▶ [Task]
Write the next part of the news report on COVID-19 and falling physician demand, picking up after the last sentence shown.

▶ [Selected extract]
-------------------------

COVID-19 Is Causing an ‘Unprecedented’ Reduction in Physician Demand

But the Merritt-Hawkins report says that an aging population and physician workforce will improve demand after the pandemic.

The COVID-19 pandemic is reducing starting salaries and practice options for physicians, according to an annual report from Dallas-based Merritt-Hawkins.

The report sampled 3,251 physicians and advanced practitioner recruiting engagements from April 1, 2019 to March 31, 2020, and noted a drop in demand for physicians. “Over our 33-year history, most physicians had little difficulty finding a job opportunity, with multiple offers to choose from,” said Travis Singleton, executive vice president with Merritt Hawkins/AMN Healthcare via release. “Today, we are seeing a growing number who are unemployed with a limited number of roles available. This is unprecedented.  COVID-19 essentially flipped the physician job market in a matter of 60 days.”

-------------------------

▶ [Supplied material]
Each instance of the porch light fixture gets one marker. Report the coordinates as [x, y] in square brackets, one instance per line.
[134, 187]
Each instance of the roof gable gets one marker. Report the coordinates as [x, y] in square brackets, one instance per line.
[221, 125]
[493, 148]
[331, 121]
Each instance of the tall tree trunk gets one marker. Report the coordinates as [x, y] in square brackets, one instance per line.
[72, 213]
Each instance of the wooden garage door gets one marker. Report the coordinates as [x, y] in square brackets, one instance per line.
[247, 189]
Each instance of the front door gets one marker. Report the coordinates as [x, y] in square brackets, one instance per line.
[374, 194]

-------------------------

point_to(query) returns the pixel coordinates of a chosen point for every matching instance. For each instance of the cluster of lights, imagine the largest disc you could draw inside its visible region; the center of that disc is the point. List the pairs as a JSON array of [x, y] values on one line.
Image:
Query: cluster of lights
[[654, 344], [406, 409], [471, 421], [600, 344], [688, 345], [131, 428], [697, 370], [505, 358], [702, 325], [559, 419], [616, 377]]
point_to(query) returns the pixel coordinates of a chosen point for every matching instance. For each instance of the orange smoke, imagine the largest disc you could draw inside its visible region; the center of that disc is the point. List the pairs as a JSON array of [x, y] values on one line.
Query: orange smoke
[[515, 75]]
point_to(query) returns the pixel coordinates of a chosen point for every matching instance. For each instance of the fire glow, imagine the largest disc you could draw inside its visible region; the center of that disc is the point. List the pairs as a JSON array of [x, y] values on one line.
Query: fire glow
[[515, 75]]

-------------------------

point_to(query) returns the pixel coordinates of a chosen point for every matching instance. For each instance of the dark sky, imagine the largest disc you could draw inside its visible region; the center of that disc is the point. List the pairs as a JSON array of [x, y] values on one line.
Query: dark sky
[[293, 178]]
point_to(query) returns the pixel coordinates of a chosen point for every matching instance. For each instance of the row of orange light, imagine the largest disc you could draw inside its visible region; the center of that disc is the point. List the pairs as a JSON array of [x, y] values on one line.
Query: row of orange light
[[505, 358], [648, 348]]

-------------------------

▶ [Response to the task]
The study noted an increase in the number of physicians seeking employment, but demand for physicians dropped by 30 percent. “Conditions for those hospitals and medical groups that continue to recruit physicians are about as favorable as we have ever seen,” Singleton said via release.

The reduction in demand is connected to lost revenues caused by the cancellation of elective surgeries and patients avoiding the doctor’s office and hospitals. The American Hospital Association reports a $200 billion loss for health systems in the first quarter of the year, and the Medical Group Management Association says that physician revenue declined by 55 percent as patients have stayed away from the hospital. The lower revenues are causing a decreased demand for physicians.

But the shortage in demand will most likely be short-lived, the report says. The United States is rapidly aging and has a limited supply of physicians, many of whom are also aging out of the profession. Before the end of the year, the report indicates that demand will return, and the physician shortage that has been predicted will continue to be a factor.

“While the pandemic will change how healthcare is delivered, physicians will remain indispensable caregivers, and we anticipate a renewed demand for both their clinical services and their leadership in the post-pandemic world,” Singleton said via release.